### Extracted material

+ + +

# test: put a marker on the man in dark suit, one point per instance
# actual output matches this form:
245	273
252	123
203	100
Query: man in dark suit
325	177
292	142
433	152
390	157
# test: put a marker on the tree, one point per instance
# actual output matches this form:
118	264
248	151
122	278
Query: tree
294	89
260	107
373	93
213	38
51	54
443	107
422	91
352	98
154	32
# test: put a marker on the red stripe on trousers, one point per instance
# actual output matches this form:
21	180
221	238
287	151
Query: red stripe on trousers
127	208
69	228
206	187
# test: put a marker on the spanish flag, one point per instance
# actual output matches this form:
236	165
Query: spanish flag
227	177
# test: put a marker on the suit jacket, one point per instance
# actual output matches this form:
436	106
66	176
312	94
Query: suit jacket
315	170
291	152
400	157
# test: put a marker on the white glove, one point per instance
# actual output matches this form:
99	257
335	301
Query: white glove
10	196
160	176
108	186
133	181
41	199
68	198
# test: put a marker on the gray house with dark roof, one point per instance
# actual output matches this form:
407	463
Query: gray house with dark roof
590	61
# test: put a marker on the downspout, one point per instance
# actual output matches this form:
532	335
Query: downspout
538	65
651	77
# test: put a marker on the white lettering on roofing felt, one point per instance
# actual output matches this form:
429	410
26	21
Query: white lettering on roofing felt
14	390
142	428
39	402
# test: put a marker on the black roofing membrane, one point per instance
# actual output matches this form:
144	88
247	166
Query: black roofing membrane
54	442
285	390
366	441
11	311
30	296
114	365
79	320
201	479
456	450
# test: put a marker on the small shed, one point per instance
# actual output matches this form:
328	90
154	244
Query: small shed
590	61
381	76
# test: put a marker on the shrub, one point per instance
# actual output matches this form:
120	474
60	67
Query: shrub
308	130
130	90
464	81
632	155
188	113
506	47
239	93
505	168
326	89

+ + +

Copy out the entire material exactly.

# test: put a marker on the man in dark suit, one point per instance
# actual output matches this form:
245	273
252	123
203	100
Query: man in dark suit
325	177
292	142
433	152
390	157
# test: put a marker on the tree, one point per instance
# actual output matches this form:
118	264
248	151
122	278
Query: tree
294	89
260	107
373	93
213	38
51	54
443	107
422	91
352	98
154	32
# test: put a marker on the red stripe on trousers, one point per instance
# actual output matches this form:
21	180
221	238
287	151
Query: red stripe on trousers
127	208
69	228
206	187
# test: put a marker on the spanish flag, one point per instance
# actual output matches this form:
236	165
Query: spanish flag
227	177
# test: put a marker on the suit jacket, one point per instance
# actual output matches this form:
436	106
66	176
312	94
Query: suit jacket
315	170
291	152
400	157
# test: put a marker on the white glove, one point per instance
# actual output matches this form:
99	257
335	301
Query: white glove
10	196
160	176
108	186
133	181
41	199
68	198
# test: put a marker on the gray house with dark roof, one point per instance
# actual output matches this form:
407	463
Query: gray house with dark roof
590	61
# test: put a marker on the downspout, one point per instance
# actual output matches this form:
532	335
Query: downspout
538	65
651	77
# test: put a marker on the white lettering on roofing felt, one point per instance
# actual output matches this form:
429	410
26	21
Query: white lettering on roofing felt
14	390
142	428
39	402
# test: put a marker on the black roofing membrane, one point per instance
# actual output matches this form:
144	88
247	166
Query: black roofing membrane
54	442
285	390
366	441
11	311
30	296
114	365
79	320
201	479
456	450
# test: put a marker on the small shed, one point per instance
# actual output matches this form:
328	90
154	244
Query: small shed
590	61
381	76
# test: put a marker on the shrub, one point per instance
# actual output matches this form:
120	474
60	67
Query: shrub
308	130
130	90
464	81
632	155
188	113
506	47
239	93
505	168
326	89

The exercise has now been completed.